#### [Work to be completed]
Reproduce word for word the passage in the article below on Li Zhensheng's Cultural Revolution photographs, starting with "So Mr Li took" and going on through "of subject matter.".

Rare Chinese Cultural Revolution photos on display By Alastair Lawson BBC News



The staff of the Heilongjiang Daily accuse an official of 'following the capitalist line'. His dunce cap announces his 'crimes'. (© Li Zhensheng. Courtesy Contact Press Images)

A collection of rare photographs from China's Cultural Revolution is on display in London for the first time since they were hidden for safekeeping nearly 45 years ago.

Li Zhensheng's work has been described as a "unique treasure trove of information" during one of the most turbulent periods of 20th Century history, a 10-year campaign of violence and chaos launched by Mao Zedong's feared Red Guards to enforce communism by removing capitalist, traditional and cultural elements from society.

Millions of people were persecuted in a wide range of abuses carried out across the country, including public humiliation, arbitrary imprisonment, torture and seizure of property.

Because Li Zhensheng worked for a newspaper in the north-eastern Chinese province of Heilongjiang, he was able to take state-approved images of the revolution in his capacity as a working reporter. His job at the Heilongjiang Daily also left him in the unusual position of being able to record its violence and brutality.

'Counter-revolutionary'

"My work meant that I could take photographs of people being persecuted without being harassed," Mr Li told the BBC after the exhibition opened last month.

But in such a tinder box atmosphere, he fully realised that the sensitive nature of his images meant that it was only a question of time before he too would face possible recriminations.

So Mr Li took the precaution of hiding the negatives away under the floorboards of his flat.

When he was eventually accused of counter-revolutionary activities in 1968, his flat was ransacked by the authorities but the negatives themselves remained undiscovered.

If they had been found, Mr Li would have been severely punished and they would almost certainly have been destroyed.

"It was kind of risky," he says with more than a degree of modesty about a collection of photos that experts say is unequalled in size - there are about 30,000 images in his portfolio - and breadth of subject matter.

All the images were taken at a time when being a photographer in China was a dangerous profession.

Because they were in many cases perceived as intellectuals and publicly denounced, many photographers were not prepared to put their lives and their careers on the line by taking pictures that may have upset the authorities.

But it was a risk that Mr Li was prepared to take.

Although much of his extensive archive was first released in a book in 2003, the display at London's Barbican is the first time that his original prints and negatives have been presented to the public - and the first time they have been displayed as panoramics.

#### [Supplied records]
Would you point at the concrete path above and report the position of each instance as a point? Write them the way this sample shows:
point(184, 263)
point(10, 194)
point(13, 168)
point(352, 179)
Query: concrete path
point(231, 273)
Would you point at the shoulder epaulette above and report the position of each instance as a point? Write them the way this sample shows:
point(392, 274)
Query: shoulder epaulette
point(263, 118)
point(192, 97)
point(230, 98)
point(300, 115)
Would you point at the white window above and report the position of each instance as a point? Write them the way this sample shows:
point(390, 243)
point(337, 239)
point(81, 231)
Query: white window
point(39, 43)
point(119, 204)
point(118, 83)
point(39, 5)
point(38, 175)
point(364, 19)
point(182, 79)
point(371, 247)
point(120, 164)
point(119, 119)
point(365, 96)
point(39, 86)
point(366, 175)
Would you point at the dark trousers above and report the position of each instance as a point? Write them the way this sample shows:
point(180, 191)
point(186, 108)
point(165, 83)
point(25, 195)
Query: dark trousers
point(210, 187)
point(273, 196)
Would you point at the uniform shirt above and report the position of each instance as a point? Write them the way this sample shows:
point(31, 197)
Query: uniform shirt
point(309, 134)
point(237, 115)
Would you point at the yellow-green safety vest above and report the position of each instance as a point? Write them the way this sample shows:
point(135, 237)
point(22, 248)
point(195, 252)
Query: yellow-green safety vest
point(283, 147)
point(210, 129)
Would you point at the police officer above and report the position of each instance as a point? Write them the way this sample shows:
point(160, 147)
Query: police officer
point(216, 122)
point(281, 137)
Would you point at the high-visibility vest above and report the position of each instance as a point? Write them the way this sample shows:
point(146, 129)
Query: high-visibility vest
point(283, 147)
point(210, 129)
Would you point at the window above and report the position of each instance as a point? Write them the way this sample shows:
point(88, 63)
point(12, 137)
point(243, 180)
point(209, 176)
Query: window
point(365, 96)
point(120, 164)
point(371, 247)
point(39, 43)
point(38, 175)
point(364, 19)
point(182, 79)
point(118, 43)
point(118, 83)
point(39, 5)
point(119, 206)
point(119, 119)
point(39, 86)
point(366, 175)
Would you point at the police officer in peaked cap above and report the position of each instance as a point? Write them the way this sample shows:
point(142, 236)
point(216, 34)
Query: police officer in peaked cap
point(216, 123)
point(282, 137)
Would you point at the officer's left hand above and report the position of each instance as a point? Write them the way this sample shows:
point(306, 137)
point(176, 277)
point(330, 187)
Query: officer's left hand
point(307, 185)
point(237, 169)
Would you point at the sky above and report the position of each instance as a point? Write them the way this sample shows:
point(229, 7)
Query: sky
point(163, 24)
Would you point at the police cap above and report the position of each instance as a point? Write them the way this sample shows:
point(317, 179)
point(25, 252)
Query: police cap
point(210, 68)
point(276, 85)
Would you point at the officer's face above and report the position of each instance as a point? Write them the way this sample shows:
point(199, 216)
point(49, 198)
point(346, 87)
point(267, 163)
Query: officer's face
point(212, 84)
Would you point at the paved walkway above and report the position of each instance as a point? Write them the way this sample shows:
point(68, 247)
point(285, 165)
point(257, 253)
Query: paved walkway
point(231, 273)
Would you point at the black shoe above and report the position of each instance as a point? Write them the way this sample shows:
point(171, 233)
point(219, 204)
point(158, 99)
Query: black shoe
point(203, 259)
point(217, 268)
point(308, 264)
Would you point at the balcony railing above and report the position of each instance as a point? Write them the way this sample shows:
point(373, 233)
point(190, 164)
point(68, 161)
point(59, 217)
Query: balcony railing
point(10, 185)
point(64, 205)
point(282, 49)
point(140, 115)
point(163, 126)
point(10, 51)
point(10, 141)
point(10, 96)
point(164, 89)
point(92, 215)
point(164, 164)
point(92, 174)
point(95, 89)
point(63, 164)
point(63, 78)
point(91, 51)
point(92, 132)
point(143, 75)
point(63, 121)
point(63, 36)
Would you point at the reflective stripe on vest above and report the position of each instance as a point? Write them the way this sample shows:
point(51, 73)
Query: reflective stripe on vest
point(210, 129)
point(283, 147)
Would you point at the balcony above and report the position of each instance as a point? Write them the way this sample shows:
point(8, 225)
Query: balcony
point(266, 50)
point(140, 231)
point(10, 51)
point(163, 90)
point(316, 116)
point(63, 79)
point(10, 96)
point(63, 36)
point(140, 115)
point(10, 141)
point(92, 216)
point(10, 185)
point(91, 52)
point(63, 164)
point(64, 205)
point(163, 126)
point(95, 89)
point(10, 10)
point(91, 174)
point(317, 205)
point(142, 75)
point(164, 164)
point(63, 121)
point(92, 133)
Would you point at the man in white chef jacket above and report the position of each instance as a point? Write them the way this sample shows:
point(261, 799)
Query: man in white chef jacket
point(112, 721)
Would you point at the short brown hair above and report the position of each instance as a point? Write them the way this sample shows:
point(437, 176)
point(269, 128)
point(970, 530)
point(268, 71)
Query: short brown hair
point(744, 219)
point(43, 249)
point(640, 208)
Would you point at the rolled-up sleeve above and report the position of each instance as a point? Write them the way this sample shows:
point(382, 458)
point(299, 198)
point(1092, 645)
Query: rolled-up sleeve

#### [Task answer]
So Mr Li took the precaution of hiding the negatives away under the floorboards of his flat.

When he was eventually accused of counter-revolutionary activities in 1968, his flat was ransacked by the authorities but the negatives themselves remained undiscovered.

If they had been found, Mr Li would have been severely punished and they would almost certainly have been destroyed.

"It was kind of risky," he says with more than a degree of modesty about a collection of photos that experts say is unequalled in size - there are about 30,000 images in his portfolio - and breadth of subject matter.